Arbeitsanweisung 1
Aktualisiere die Datensätze, beginnend beim ersten und endend mit der Zeile, die "140,178 -> 452,209" enthält. Ersetze darin "dirt track" durch "unpaved road", lass alles Übrige unverändert und gib nur diese Zeilen aus.

---------- Angezeigter Text

Süddeutsche Zeitung

Missbrauchsskandal:Gesicht einer hilflosen Kirche

Er muss den Opfern zuhören - und seine Bischofskollegen aufrütteln: Stephan Ackermann, der Bischof von Trier, arbeitet für die katholische Kirche an der Aufarbeitung der Tausenden Missbrauchsfälle.

Von Matthias Drobinski

Das Leid geht ihm nahe, das merkt man, und der Zorn ist echt, der da aus ihm herausbricht: "Je mehr Zeugnisse von Betroffenen ich über die Jahre gelesen oder gehört habe, umso mehr sind meine Abscheu und meine Wut gegen diese Art von Verbrechen gewachsen", hat Stephan Ackermann am Dienstag gesagt, bei der Vorstellung der Studie zur sexualisierten Gewalt gegen Kinder und Jugendliche durch katholische Kleriker.

Seit acht Jahren ist der Bischof von Trier auch Beauftragter der Bischofskonferenz für Missbrauchsfälle; seitdem ist es seine Aufgabe, den Frauen und Männern zuzuhören, denen Priester oder Ordensleute Gewalt antaten - und jene Bischofskollegen aufzurütteln, die finden, jetzt müsse mal Schluss sein mit dem leidigen Thema.

--------------------
---------- Zu bearbeitende Datensätze

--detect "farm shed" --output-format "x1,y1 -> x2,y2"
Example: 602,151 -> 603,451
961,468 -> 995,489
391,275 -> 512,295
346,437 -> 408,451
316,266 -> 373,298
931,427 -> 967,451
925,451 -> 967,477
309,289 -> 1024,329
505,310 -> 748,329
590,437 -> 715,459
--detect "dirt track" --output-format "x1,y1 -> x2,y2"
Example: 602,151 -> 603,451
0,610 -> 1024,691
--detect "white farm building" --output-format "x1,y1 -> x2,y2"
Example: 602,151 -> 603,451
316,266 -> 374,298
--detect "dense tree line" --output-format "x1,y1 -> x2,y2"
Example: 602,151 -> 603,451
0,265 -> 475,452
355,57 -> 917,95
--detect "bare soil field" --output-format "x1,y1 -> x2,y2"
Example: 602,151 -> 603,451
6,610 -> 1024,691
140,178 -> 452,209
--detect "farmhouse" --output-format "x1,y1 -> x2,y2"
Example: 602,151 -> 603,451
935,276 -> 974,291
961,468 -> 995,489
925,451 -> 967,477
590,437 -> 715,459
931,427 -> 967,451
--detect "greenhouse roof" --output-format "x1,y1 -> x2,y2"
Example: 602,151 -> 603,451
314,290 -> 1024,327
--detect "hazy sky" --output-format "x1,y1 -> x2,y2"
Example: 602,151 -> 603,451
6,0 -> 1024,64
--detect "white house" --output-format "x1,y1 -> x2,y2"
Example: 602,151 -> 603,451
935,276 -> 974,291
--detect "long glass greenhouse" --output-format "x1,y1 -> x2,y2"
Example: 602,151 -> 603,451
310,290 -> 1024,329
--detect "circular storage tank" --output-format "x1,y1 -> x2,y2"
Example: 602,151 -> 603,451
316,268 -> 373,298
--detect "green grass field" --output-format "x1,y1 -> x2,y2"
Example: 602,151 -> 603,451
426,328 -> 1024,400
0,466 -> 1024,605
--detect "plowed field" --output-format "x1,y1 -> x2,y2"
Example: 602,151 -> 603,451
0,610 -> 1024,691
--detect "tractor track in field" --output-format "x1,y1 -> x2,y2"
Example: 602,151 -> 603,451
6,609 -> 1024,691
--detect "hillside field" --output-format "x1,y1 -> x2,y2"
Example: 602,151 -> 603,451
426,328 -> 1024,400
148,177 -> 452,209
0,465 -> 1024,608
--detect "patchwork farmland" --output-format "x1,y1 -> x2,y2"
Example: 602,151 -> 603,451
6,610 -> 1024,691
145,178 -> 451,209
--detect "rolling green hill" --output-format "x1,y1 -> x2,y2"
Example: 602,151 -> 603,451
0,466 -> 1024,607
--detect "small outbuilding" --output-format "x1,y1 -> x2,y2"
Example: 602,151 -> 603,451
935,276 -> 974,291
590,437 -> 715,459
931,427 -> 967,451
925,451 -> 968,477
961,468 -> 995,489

--------------------

Arbeitsanweisung 2
Seit wie vielen Jahren ist der Bischof von Trier laut dem Artikel über den Missbrauchsskandal Beauftragter der Bischofskonferenz für Missbrauchsfälle?

Lösung 1
--detect "farm shed" --output-format "x1,y1 -> x2,y2"
Example: 602,151 -> 603,451
961,468 -> 995,489
391,275 -> 512,295
346,437 -> 408,451
316,266 -> 373,298
931,427 -> 967,451
925,451 -> 967,477
309,289 -> 1024,329
505,310 -> 748,329
590,437 -> 715,459
--detect "unpaved road" --output-format "x1,y1 -> x2,y2"
Example: 602,151 -> 603,451
0,610 -> 1024,691
--detect "white farm building" --output-format "x1,y1 -> x2,y2"
Example: 602,151 -> 603,451
316,266 -> 374,298
--detect "dense tree line" --output-format "x1,y1 -> x2,y2"
Example: 602,151 -> 603,451
0,265 -> 475,452
355,57 -> 917,95
--detect "bare soil field" --output-format "x1,y1 -> x2,y2"
Example: 602,151 -> 603,451
6,610 -> 1024,691
140,178 -> 452,209

Lösung 2
Seit acht Jahren.